Furthermore, the configuration of the present embodiment that projecting portion 35 is provided in inner peripheral surface 31b of lock hole forming part 31, also serves to allow smooth engagement and disengagement of lock pin 30 with lock hole 32, and suppress the occurrence of fluttering between lock pin 30 and lock hole 32 (lock hole forming part 31) resulting from alternating torque applied to camshaft 2.

Specifically, if the inner peripheral surface of the lock hole is formed to have a circular shape, it is required, for suppression of fluttering of lock pin 30 with respect to lock hole 32, to enhance the precision of a clearance C1 (including the clearance C) between lock pin 30 and lock hole 32 in the rotational direction (circumferential direction) of vane member 7 shown in FIG. 7, and also enhance the precision of a clearance (Cx+Cx=C2) in the radial direction perpendicular to the clearance C1 in the circumferential direction, namely, it is required to reduce the inside diameter of lock hole 32 with respect to the outside diameter of distal end portion 30a of lock pin 30 as small as possible.

In that case, during assembling of the components, it is possible that when camshaft 2 is inserted in support hole 13a of rear plate 13 and in fitting recess 7b of vane member 7, slight deviation between rear plate 13 and vane member 7 causes a deviation of lock hole 32 relative to slide hole 29 in the radial direction, and thereby reduces the clearance C2 in the radial direction, so that during engagement or disengagement, the friction between the outer peripheral surface of distal end portion 30a of lock pin 30 and the inner peripheral surface of lock hole 32 becomes large, thereby preventing smooth engagement and disengagement.

In contrast, in the present embodiment, the provision of projecting portion 35 serves to reduce the clearance C1 in the circumferential direction, and the flat shape of distal end surface 35a of the projecting portion in the rotational direction serves to suppress the influence to clearance C1 even when rear plate 13 and vane member 7 are deviated in position in the radial direction so that the portion of the flat distal end surface 35a in contact with the distal end portion 30a of lock pin 30 is deviated.

Moreover, the use of the assembling process described above, in which during assembling, vane member 7 and lock hole forming part 31 (rear plate 13) are rotated together via lock-pin-like jig 63 with respect to housing body 11 to the retard side to bring the side surface of first vane 22 at the side of cutout portion 22a into contact with the side surface of first shoe 8a facing the first vane 22, serves to enhance the precision of positioning of first vane 22, first shoe 8a, and lock hole forming part 31 in the rotational direction of vane member 7 for the condition where vane member 7 is locked in the most retarded position.

Collection entries
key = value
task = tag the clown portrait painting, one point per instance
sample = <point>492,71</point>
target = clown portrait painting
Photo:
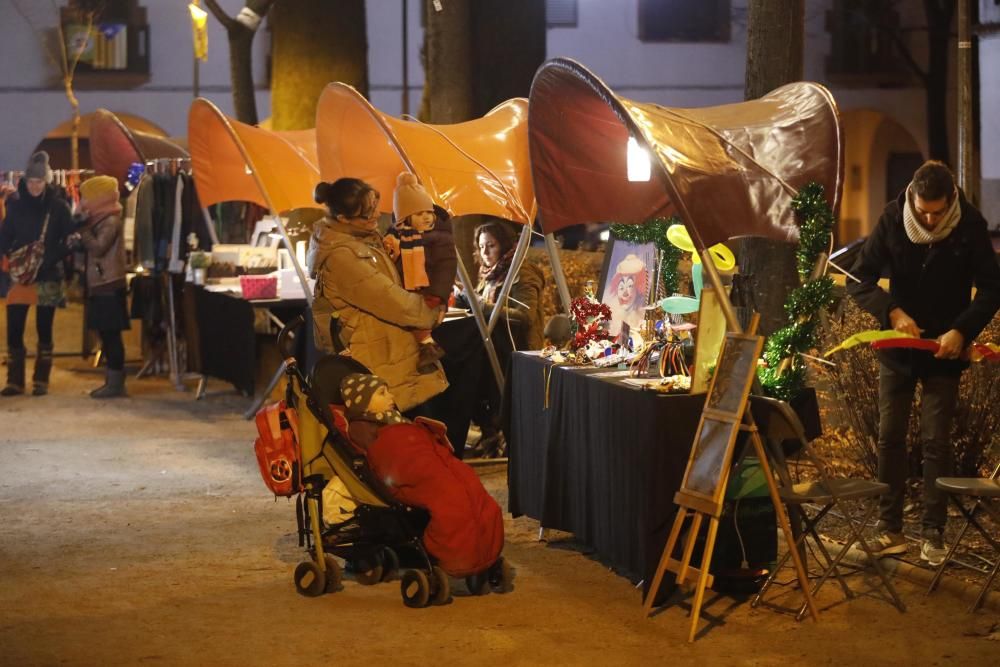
<point>628,271</point>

Instructions:
1. In the lock pin passage, what does the flat shape of distal end surface 35a of the projecting portion suppress?
2. Resume the lock pin passage after its final sentence.
The records are separate material and are not part of the lock pin passage.

Answer set:
1. It suppresses the influence on clearance C1 even when rear plate 13 and vane member 7 are deviated in position in the radial direction.

2.
Moreover, the assembling is made under the condition where the side surface of first vane 22 at cutout portion 22a is brought in contact with the opposite side surface of first shoe 8a, and the distal end portion 30a of lock pin 30 is brought into contact with distal end surface 35a of projecting portion 35, by lock-pin-like jig 63. This serves to reduce the clearance between the side surface of first vane 22 at the side of cutout portion 22a and the opposite side surface of first shoe 8a when vane member 7 is locked in the most retarded position. This serves to suppress noise of contact and striking between the side surface of first vane 22 at the side of cutout portion 22a and the opposite side surface of first shoe 8a, for example, even when vane member 7 is fluttering due to alternating torque applied to camshaft 2 in the state where lock pin 30 is engaged in lock hole 32 at engine start.

Furthermore, the feature that rear plate 13 and vane member 7 are assembled to camshaft-like jig 61 beforehand, serves to prevent deviation of positioning during fitting of camshaft 2. This allows to set relatively large the clearance C2 in the radial direction, and thereby ensure smooth engagement and disengagement of lock pin 30 with lock hole 32, and reduce the clearance C1 in the circumferential direction by provision of projecting portion 35, and thereby sufficiently suppress fluttering between the distal end portion 30a of lock pin 30 and lock hole 32 by the alternating torque of camshaft 2.

This fluttering-suppressing effect finally serves to sufficiently suppress the occurrence of striking noise between the outer peripheral surface of distal end portion 30a and the inner peripheral surface of lock hole forming part 31.

In the present embodiment, the feature that the whole of lock pin 30 including the distal end portion 30a has a uniform circular outline, serves to prevent lock pin 30 from being released unintentionally from lock hole 32, but provide stable engagement of lock pin 30 in lock hole 32, even when the distal end portion 30a of lock pin 30 is applied with a force in the shear direction due to the alternating torque of camshaft 2.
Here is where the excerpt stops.